• _What is expected_
Restate the full listing word for word; images stay out of it.

• _The input_
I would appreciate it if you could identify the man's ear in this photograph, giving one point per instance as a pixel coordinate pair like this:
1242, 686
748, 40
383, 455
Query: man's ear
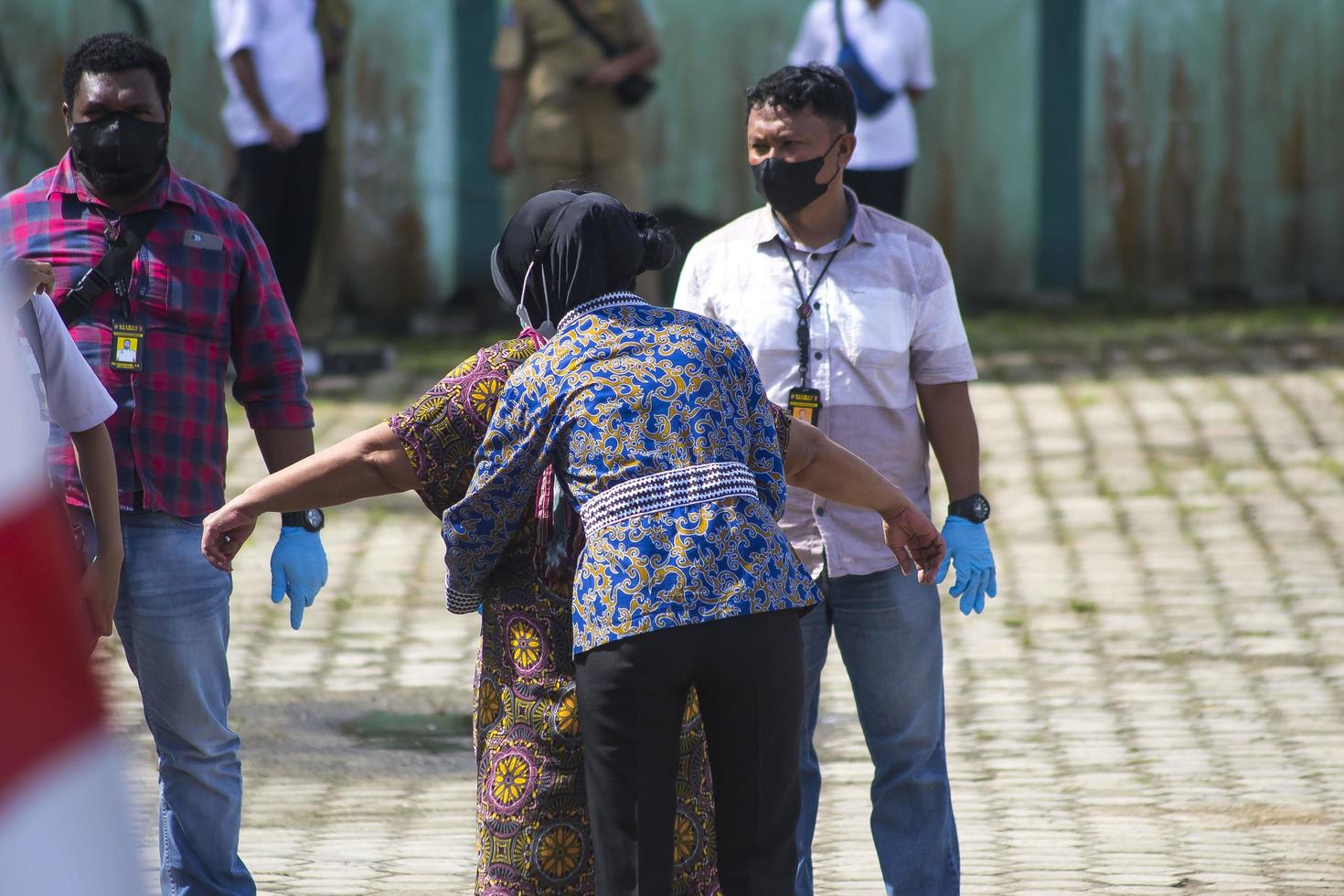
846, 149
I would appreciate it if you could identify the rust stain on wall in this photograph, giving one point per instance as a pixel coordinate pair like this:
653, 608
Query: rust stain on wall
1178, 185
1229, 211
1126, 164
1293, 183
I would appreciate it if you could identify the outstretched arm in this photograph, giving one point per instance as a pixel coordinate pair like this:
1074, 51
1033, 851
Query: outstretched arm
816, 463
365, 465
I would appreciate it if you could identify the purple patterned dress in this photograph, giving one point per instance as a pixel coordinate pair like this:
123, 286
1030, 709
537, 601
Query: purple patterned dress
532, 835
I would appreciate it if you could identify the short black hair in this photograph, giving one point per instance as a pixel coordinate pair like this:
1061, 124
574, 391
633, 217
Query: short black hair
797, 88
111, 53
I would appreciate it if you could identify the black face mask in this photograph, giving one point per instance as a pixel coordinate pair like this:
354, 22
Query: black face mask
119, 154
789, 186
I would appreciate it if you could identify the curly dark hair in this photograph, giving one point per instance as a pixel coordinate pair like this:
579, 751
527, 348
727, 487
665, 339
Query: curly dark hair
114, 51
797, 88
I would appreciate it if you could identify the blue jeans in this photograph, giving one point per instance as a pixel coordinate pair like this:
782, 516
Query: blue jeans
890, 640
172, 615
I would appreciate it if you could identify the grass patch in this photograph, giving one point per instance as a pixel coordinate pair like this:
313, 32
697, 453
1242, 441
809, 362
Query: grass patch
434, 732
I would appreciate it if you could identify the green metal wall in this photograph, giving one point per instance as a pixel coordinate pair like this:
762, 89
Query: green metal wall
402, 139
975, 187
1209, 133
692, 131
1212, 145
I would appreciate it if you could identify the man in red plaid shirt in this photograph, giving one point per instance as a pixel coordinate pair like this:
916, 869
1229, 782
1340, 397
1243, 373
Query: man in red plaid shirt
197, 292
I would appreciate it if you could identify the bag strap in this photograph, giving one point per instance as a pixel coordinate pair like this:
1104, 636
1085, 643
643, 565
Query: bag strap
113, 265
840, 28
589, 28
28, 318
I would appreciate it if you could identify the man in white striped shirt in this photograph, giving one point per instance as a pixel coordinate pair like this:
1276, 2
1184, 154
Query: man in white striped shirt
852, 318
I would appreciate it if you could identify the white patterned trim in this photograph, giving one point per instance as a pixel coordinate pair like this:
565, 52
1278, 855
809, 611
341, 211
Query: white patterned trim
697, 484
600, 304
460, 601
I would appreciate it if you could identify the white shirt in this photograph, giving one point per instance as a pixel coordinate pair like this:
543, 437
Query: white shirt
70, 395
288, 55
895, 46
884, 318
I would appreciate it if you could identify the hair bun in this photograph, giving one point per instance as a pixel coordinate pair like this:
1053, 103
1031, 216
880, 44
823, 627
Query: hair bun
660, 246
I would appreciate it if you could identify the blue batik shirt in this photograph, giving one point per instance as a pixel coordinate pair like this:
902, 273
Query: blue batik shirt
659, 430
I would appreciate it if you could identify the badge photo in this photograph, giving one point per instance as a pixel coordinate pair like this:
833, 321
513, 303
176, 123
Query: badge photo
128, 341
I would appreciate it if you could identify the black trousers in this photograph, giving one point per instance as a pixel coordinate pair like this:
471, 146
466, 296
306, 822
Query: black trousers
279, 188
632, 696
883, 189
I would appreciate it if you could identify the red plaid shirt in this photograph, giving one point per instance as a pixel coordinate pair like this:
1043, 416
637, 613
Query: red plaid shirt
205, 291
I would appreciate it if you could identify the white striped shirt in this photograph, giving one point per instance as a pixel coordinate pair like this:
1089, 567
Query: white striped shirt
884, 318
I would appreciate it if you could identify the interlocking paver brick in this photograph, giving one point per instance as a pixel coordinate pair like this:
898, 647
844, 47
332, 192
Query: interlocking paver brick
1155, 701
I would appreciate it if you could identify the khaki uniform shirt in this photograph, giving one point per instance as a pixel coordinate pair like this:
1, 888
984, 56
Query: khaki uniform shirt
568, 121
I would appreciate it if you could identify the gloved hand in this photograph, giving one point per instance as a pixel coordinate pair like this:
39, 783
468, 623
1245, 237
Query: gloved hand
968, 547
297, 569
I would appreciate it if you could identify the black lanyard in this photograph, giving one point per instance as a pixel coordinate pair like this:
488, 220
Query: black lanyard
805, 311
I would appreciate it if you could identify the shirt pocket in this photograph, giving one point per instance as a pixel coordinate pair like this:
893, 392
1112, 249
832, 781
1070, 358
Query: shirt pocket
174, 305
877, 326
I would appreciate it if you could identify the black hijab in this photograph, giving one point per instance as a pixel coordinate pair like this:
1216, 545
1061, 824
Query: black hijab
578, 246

• _Response to this exercise_
I would appreciate it if you could identify the man's ear in this photograph, giving one point per instance as a pixel coordinate pair like this:
1242, 686
748, 40
383, 455
Query: man's ear
846, 149
I would appreciate it if you could identify the rust stain on wall in this photograph, giving one point per instance as a pixel coordinate pair like this:
653, 608
Query: rust stain on wall
1178, 185
1229, 211
1126, 164
1293, 183
I would appreciate it if you could identify the outstretched arm in this photograph, giving one point per instance as a pixel coordinate pair like this:
1074, 51
1033, 851
Query: outstretched arm
816, 463
365, 465
I would appreciate it if you could identify the purple patterned dress in this photograph, giving one point per instance as a pixel coordinate pair like this:
123, 286
1030, 709
537, 601
Query: purple patterned dress
532, 835
I would appreciate it if you could identify the short black hair in this photograph, giving one point per instance as a pixel coordinate pair like this:
1061, 124
574, 391
633, 217
Query: short black hair
797, 88
111, 53
I would appreciate it if you could identify the black face mask in this photograph, giving one point per instance as a pixel coordinate pair like this:
354, 22
Query: black face mask
119, 154
789, 186
I would appreciate it if you could identify the curly dark hair in this photograph, giving one point per instance as a pixel coordinate pair like this:
579, 751
527, 348
727, 487
665, 339
Query: curly dark hair
114, 51
797, 88
I would appreciate it if you could identify the blue jeans in this photograph, giving one point per instance as a pixel coordinate pair like this:
782, 516
Query: blue jeans
890, 640
172, 615
I would appreciate it if you could identify the grass patch in this photograph, giving one point per instance as a pixel coordinate pair like this:
313, 32
697, 453
1242, 441
809, 362
Query: grass patch
434, 732
I would appreciate it if you could identify the green metal wall in this photograph, giving one point per instance as a pixel coordinate pair like this:
762, 89
Query: green metal wall
402, 139
975, 187
1209, 133
692, 131
1212, 145
I would appreciate it if you could identify the man in red plaid shirt in this photograph, giving one point per instance as a pixel coordinate pair like this:
916, 869
1229, 782
1340, 397
1243, 373
Query: man in red plaid shirt
197, 292
I would appreciate it if you could identify the bag strap in this photograph, giving one point per instance as a pixel coordinate pair like this:
1104, 636
1085, 643
643, 565
Query: bag strap
113, 265
840, 28
589, 28
28, 318
I would appreciate it if you could identify the man in white striped shirt in this photograph, giving one point per instance as a pixel coordinate pair like this:
1276, 2
1184, 154
Query: man in white striped shirt
852, 318
I would appreciate it if you could identify the white patterned trim in this photograph, giving one point per instance as a pixel coordinate pair like this:
565, 52
1278, 855
809, 611
341, 211
Query: white patterned trim
697, 484
600, 304
460, 601
I would appreciate it if you could identify the white shirt in this photograph, giving one point per instance as a pixel coordinate pair like this:
543, 437
Query: white shirt
70, 395
288, 55
895, 46
884, 318
I would appreciate it if you could identify the hair bun in this photograph, giving one point per instance as a pixel coordinate pair like this:
1053, 103
1031, 216
880, 44
823, 627
Query: hair bun
660, 246
I would appreciate it if you could identify the blue batik shirt in this photograph, giving one point per instance as a pixel coordinate pair like this:
902, 273
Query: blue batik shirt
659, 430
I would appreciate it if you could identify the badge photo in this photograph, giving one point per instance as a pixel coordinate pair like this:
833, 321
513, 303
176, 123
Query: badge photo
128, 341
I would appreciate it if you could identify the black trousers in this photograph, giving one point per instance as a pixel coordinate pair like this:
471, 146
466, 296
306, 822
Query: black trousers
279, 188
632, 696
883, 189
I would appreciate it if you could identify the red plaid shirt in this photograph, giving one point per instance as a pixel coordinate pair like this:
1043, 416
637, 613
Query: red plaid shirt
205, 291
I would appreciate it if you could identify the white striped shirt in this photograph, giving one point per instance as a pixel coordinate pair like this:
1089, 567
Query: white striped shirt
884, 318
I would appreciate it if you could identify the interlocking paver brick in this photograph, giving one point per instance as a pixel coordinate pair like this:
898, 647
844, 47
332, 192
Query: interlocking paver brick
1155, 701
I would appreciate it if you could identify the khaki uniform shirt in this photograph, giving one point per instance as a pixel coordinate pair like this:
1, 888
984, 56
Query: khaki uniform shirt
568, 121
I would appreciate it if you could identify the gloved hand in this photograph, giving one point per instance as a pixel coordinate pair like this:
39, 783
468, 623
1245, 237
Query: gloved hand
968, 547
297, 569
I would appreciate it if you could identify the black lanyard in this photograph, giving one point per instance as a pixel coordinate pair like this:
488, 220
Query: black lanyard
805, 311
I would appreciate it if you could identify the shirt pocket in this photograph, giving one point per instance as a pixel coordinate pair like this:
893, 392
1112, 249
832, 781
1070, 358
Query: shirt pocket
174, 305
877, 326
I would appreciate it if you could identify the black hijab in this photograph, giving one point per instance as a pixel coordinate pair like this:
1216, 545
1061, 824
Query: black hijab
578, 246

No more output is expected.